What to work on >> Convert every line of the rows below into a Markdown table with the columns No. and Text, numbering each line in order and skipping blank lines. Leave the pictures out.
** start of Listed records **
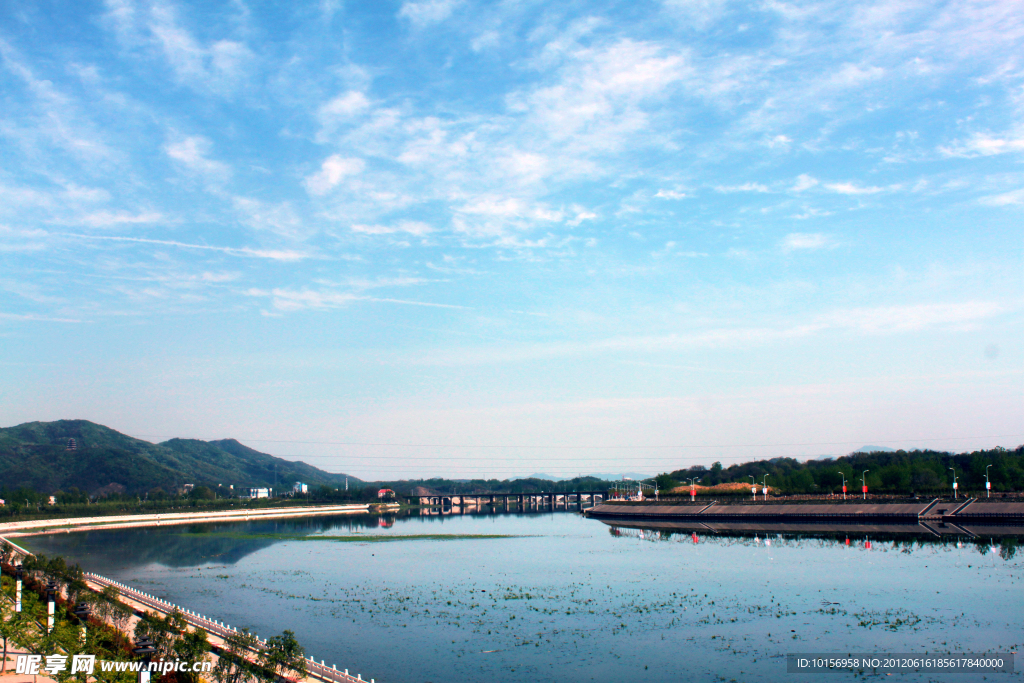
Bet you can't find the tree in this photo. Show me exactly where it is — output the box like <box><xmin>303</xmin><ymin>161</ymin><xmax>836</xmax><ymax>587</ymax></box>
<box><xmin>213</xmin><ymin>629</ymin><xmax>260</xmax><ymax>683</ymax></box>
<box><xmin>259</xmin><ymin>631</ymin><xmax>306</xmax><ymax>683</ymax></box>
<box><xmin>0</xmin><ymin>602</ymin><xmax>33</xmax><ymax>671</ymax></box>
<box><xmin>654</xmin><ymin>474</ymin><xmax>679</xmax><ymax>490</ymax></box>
** end of Listed records **
Result >>
| No. | Text |
|---|---|
| 1 | Bet you can't find the tree in this photo. Show me exactly where it is — output the box like <box><xmin>303</xmin><ymin>161</ymin><xmax>836</xmax><ymax>587</ymax></box> |
| 2 | <box><xmin>213</xmin><ymin>629</ymin><xmax>260</xmax><ymax>683</ymax></box> |
| 3 | <box><xmin>259</xmin><ymin>631</ymin><xmax>306</xmax><ymax>683</ymax></box> |
| 4 | <box><xmin>0</xmin><ymin>602</ymin><xmax>33</xmax><ymax>671</ymax></box> |
| 5 | <box><xmin>654</xmin><ymin>474</ymin><xmax>679</xmax><ymax>490</ymax></box> |